**PROBLEM TO WORK ON**:
Output all entries verbatim.

**MATERIAL SUPPLIED**:
-- Opening Marker --

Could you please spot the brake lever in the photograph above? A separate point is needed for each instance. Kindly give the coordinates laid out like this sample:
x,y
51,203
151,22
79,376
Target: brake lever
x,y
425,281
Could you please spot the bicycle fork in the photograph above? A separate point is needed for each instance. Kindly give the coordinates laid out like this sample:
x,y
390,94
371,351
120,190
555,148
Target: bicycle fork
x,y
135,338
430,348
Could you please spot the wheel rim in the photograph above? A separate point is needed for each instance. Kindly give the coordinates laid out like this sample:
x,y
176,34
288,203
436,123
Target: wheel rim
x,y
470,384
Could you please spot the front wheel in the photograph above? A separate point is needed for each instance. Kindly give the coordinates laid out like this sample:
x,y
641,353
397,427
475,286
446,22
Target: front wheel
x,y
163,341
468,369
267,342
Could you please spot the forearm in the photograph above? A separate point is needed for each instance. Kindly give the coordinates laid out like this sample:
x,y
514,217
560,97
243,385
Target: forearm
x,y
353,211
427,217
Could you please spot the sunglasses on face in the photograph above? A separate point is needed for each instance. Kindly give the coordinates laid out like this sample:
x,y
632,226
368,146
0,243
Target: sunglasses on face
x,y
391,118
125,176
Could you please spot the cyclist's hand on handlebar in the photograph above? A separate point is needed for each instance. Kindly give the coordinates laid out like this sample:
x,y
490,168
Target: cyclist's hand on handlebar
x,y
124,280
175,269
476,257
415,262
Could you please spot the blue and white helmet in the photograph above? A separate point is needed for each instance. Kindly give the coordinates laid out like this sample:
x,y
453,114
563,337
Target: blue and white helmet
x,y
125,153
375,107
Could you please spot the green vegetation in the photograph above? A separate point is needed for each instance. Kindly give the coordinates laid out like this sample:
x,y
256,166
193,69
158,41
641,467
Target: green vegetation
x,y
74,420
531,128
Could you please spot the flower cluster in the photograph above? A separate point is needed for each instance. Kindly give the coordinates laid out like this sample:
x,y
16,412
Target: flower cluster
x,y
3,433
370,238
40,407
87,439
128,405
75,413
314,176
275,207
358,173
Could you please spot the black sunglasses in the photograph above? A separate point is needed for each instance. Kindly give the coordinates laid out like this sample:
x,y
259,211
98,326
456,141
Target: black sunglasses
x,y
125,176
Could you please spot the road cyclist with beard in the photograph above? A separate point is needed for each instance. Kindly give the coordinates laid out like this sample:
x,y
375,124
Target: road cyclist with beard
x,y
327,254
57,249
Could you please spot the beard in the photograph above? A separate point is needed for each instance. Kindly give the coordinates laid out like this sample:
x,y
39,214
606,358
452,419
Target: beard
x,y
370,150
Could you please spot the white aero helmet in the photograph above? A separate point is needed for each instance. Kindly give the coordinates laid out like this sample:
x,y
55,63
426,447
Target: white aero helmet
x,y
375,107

-- Closing Marker --

**EXERCISE ANSWER**:
Could you please spot the brake lever in the photograph above? A separate point is needed for each instance. Kindly give the coordinates laid out like this sample:
x,y
51,203
151,22
79,376
Target: brake lever
x,y
425,281
Could you please spot the bicycle fork in the photograph above? A separate point is needed for each instance. Kindly give the coordinates laid out like this sample:
x,y
390,94
371,351
120,190
555,148
Target: bicycle fork
x,y
135,338
430,348
Could you please spot the wheel rim in the photograph above? A separate point is needed for each instance. Kindly give the coordinates laid out like this sample:
x,y
176,34
288,203
436,123
Target: wheel rim
x,y
470,384
Could you please spot the front wheel in the photograph above? A separate point is needed for each instance. Kindly give the coordinates laid out like this sample:
x,y
641,353
397,427
475,286
446,22
Target: front wheel
x,y
163,341
468,369
267,342
Could you please spot the forearm in the photograph above? A separate point is needed for each instance. Kindly give the coordinates laid out like this sample:
x,y
514,217
560,97
243,385
Target: forearm
x,y
353,211
427,217
Could you please spot the sunglasses on face in the photograph above? A separate point is needed for each instance. Kindly give the coordinates laid out like this sample:
x,y
632,226
368,146
0,243
Target: sunglasses on face
x,y
391,118
125,176
Could you please spot the cyclist's hand on handlebar in the photograph above? A separate point is needed for each instance. Kindly give the coordinates laid out like this sample:
x,y
490,168
Target: cyclist's hand on handlebar
x,y
124,280
175,269
476,257
415,262
Could you please spot the blue and white helmet in the photograph above? A separate point is needed for each instance. Kindly give the coordinates laid out like this sample:
x,y
453,114
563,337
Target: blue and white helmet
x,y
125,153
375,107
Could you please spot the green vegetation in the photograph above? A separate point is needed for each instance. Kindly give the coordinates laid out like this sample:
x,y
256,166
193,69
158,41
641,467
Target: green vegetation
x,y
74,420
531,128
Could you please spot the flower cluster in the photograph above? A separate point is needed for each instance. Kindly give the coordinates laid out like this sample:
x,y
16,412
Target: flower cluster
x,y
3,433
370,238
40,407
87,439
128,405
75,413
314,176
275,207
358,173
Could you please spot the black sunglasses in the photograph above? A separate point is needed for each instance. Kindly give the coordinates laid out like this sample:
x,y
259,211
98,326
456,141
Target: black sunglasses
x,y
125,176
Could you please spot the road cyclist with beard in the photograph above? A separate point is needed for each instance. Kindly give the coordinates laid out like this sample:
x,y
375,124
Target: road cyclist with beard
x,y
327,254
57,249
Could you please spot the beard in the photograph above? A separate point is needed for each instance. Kindly give the coordinates laid out like this sample:
x,y
39,214
606,358
452,419
Target: beard
x,y
370,150
Could you please spot the white aero helmet in the photograph above? A separate point is needed for each instance. Kindly give the coordinates laid out like this sample:
x,y
55,63
426,447
Target: white aero helmet
x,y
375,107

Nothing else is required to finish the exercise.